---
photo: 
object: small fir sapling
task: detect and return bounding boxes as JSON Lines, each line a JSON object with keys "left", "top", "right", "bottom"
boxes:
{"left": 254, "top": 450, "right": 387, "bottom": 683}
---
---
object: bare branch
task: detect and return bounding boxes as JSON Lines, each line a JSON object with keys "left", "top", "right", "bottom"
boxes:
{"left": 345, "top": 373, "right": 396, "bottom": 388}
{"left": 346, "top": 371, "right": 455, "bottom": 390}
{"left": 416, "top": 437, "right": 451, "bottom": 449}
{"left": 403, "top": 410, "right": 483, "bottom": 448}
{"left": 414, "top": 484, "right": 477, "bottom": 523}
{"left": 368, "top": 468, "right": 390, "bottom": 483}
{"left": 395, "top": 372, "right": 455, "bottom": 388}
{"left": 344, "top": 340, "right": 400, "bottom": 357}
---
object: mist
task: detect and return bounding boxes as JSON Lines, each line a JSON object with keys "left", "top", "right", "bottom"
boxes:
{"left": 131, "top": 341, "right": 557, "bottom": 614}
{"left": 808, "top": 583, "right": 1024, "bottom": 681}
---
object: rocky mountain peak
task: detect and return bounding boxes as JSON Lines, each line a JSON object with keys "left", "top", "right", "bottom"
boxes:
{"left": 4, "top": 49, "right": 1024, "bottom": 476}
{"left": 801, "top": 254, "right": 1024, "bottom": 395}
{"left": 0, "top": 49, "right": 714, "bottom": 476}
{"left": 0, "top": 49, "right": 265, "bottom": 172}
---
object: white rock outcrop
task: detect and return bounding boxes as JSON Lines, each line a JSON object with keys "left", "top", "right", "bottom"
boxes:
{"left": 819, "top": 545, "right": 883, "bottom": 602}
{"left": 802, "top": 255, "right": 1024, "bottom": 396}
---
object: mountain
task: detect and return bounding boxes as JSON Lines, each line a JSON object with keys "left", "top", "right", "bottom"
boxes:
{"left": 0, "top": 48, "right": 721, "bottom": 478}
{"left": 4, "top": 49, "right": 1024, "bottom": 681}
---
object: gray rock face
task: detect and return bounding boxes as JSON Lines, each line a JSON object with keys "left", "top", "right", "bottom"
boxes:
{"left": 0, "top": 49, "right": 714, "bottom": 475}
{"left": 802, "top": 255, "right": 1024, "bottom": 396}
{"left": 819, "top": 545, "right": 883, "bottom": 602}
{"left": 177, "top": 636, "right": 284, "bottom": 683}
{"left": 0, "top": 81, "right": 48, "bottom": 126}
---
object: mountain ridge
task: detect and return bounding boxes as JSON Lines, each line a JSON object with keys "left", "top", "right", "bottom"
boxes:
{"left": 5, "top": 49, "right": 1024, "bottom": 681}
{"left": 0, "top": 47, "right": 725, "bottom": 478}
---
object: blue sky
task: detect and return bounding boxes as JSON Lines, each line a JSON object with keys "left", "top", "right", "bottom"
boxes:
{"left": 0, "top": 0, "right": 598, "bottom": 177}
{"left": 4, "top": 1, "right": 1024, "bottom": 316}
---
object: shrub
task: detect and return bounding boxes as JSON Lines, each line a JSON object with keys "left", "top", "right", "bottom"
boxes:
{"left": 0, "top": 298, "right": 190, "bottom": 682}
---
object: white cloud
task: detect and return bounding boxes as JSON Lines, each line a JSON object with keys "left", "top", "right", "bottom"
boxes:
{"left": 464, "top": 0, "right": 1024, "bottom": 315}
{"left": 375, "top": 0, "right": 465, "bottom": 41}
...
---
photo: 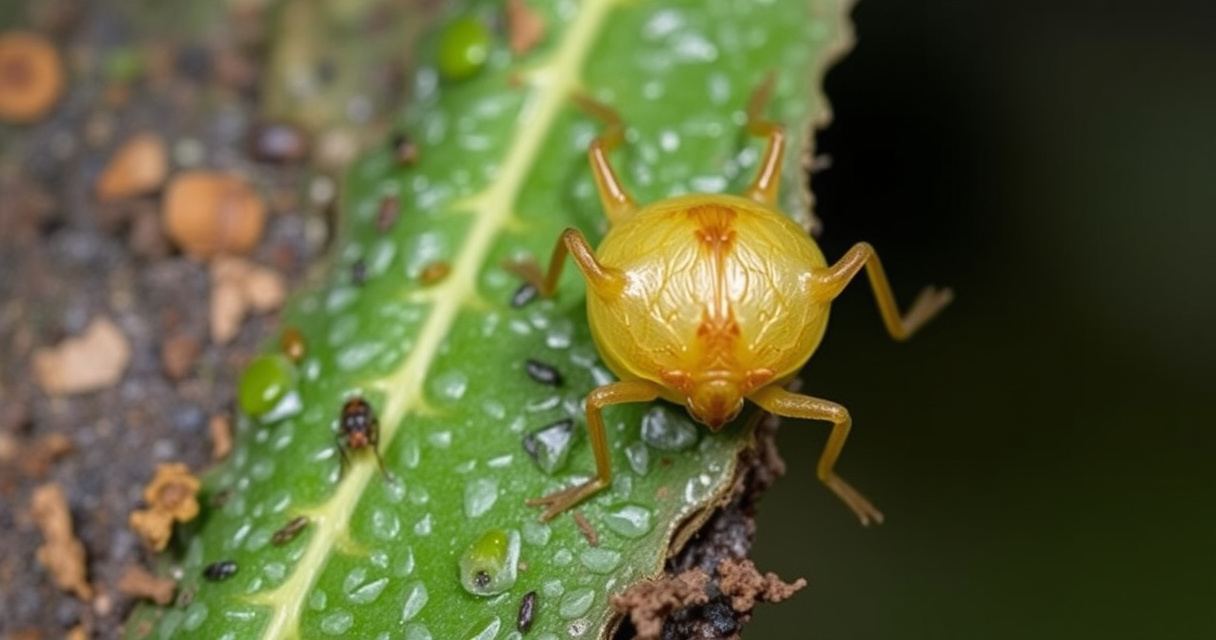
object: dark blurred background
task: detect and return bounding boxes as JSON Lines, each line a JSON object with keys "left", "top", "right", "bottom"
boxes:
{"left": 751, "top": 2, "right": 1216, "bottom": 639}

=== Assignment ===
Only one part of the material above is to be transcribed, namely the lines starting with the line that has "object: white rock outcrop" and going on through the line that has "object: gray rock face", exactly as they stand.

=== Response to this task ===
object: white rock outcrop
task: detect and return bounding boxes as JSON Lines, each line a JSON object with keys "left", "top", "right", "bottom"
boxes:
{"left": 819, "top": 545, "right": 883, "bottom": 602}
{"left": 802, "top": 255, "right": 1024, "bottom": 396}
---
object: mountain
task: detect and return bounding boxes as JSON Lines, each line a JSON object with keys "left", "top", "right", "bottom"
boxes:
{"left": 0, "top": 48, "right": 721, "bottom": 478}
{"left": 4, "top": 49, "right": 1024, "bottom": 681}
---
object: gray rock face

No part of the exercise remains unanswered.